▶ **SELECTED EXCERPT**:
A federal audit has found that hundreds of non-nuclear explosive devices are untested or unaccounted for due to poor record keeping at New Mexico's Sandia and Los Alamos national laboratories.

The Department of Energy's Office of Inspector General, who examined the labs' inventory and testing of explosives between April 2005 and March, announced Wednesday that the problems increase the risk that rockets, gun rounds and other items could be stolen or injure workers.

For example, Sandia officials could not account for at least 410 items, including detonators, rocket motors, shaped explosives and bulk explosive powders.

And both labs — which regularly use explosives for defense research — have far more explosives than they need. But they have failed to regularly test the safety and stability of most of the items.

"Without improvements in this critical area, there is increased risk that worker safety may be compromised and that extremely dangerous and potentially destructive materials may be subject to theft or diversion," auditors wrote.

Officials said they already are working to fix the problems by updating guidelines and software and improving inventory and management practices.

But they disagreed that the explosives were at risk for theft.

Sandia spokesman Michael Padilla said lab officials always knew where the items were. The problem was that employees weren't always recording the location.

"We are on Kirtland Air Force Base. Security is very high," Padilla said. "Anyone who is using the material has to have the right or need to use the material."

Auditors said Sandia didn't adequately inventory its explosives when they were being used at locations not on lab property, like military sites and universities. The Albuquerque-based lab frequently could not find or track several items.

▶ **RECORD EXTRACTS**:
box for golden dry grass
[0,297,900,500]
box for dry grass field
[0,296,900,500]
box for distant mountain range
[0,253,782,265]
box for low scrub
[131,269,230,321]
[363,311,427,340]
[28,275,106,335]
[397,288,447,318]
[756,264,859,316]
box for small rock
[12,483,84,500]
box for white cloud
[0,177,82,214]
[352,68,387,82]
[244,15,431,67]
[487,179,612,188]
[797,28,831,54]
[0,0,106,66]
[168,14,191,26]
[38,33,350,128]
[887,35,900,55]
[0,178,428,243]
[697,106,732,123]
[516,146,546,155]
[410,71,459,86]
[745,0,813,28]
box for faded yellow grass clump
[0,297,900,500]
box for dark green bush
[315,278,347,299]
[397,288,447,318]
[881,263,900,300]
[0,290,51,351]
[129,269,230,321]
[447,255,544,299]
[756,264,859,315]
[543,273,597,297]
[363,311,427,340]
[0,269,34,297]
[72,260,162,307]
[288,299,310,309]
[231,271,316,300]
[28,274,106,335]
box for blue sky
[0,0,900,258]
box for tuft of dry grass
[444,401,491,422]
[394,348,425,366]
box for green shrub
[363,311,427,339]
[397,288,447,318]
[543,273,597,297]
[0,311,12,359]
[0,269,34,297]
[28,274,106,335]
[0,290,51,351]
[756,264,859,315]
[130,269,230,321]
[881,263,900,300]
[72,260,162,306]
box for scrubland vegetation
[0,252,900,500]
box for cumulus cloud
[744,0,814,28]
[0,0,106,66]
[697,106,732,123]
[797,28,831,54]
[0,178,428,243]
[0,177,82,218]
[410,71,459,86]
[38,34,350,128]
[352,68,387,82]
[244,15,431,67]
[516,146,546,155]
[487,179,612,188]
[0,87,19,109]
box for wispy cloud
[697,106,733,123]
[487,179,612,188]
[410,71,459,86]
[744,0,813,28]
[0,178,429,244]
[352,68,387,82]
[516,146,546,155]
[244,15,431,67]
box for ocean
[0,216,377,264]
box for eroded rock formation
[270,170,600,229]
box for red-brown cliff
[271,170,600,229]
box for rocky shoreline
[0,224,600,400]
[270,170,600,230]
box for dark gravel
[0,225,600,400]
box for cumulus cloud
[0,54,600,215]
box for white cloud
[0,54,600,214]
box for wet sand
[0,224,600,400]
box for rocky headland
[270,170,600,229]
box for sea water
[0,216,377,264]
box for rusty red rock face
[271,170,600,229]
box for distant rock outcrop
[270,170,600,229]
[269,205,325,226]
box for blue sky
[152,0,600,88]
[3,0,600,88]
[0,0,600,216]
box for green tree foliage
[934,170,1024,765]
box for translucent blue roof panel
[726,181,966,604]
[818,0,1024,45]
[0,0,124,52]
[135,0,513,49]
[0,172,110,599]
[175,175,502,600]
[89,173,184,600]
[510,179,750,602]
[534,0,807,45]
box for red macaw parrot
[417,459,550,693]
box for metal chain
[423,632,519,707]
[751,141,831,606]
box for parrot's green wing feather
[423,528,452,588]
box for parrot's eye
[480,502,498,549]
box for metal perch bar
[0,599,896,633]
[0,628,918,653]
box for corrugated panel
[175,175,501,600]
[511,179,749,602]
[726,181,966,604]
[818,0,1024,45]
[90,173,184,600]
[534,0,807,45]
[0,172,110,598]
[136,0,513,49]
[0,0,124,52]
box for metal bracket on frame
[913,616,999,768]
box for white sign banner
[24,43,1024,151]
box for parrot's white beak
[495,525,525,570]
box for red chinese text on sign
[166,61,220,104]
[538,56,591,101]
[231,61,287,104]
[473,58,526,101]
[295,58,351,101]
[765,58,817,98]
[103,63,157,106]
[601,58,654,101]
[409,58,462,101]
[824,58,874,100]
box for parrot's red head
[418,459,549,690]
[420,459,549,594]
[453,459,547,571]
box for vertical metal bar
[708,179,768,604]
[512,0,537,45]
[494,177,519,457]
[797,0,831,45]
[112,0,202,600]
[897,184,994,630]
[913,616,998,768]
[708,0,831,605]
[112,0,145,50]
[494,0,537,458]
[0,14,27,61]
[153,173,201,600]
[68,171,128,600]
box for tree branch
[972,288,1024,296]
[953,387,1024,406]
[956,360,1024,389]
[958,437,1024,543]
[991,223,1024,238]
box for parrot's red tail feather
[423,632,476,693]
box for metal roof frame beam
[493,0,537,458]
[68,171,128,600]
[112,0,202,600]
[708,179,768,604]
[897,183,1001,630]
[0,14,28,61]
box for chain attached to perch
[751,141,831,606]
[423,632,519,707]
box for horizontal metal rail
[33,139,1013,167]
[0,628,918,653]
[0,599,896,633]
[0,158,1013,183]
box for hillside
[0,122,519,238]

▶ **WHAT THIS TASK INVOLVES**: Quote word for word the part of the news story on the laboratory explosives audit starting with "The Department of" and going on through "of the items.".

▶ **WRITTEN REPLY**:
The Department of Energy's Office of Inspector General, who examined the labs' inventory and testing of explosives between April 2005 and March, announced Wednesday that the problems increase the risk that rockets, gun rounds and other items could be stolen or injure workers.

For example, Sandia officials could not account for at least 410 items, including detonators, rocket motors, shaped explosives and bulk explosive powders.

And both labs — which regularly use explosives for defense research — have far more explosives than they need. But they have failed to regularly test the safety and stability of most of the items.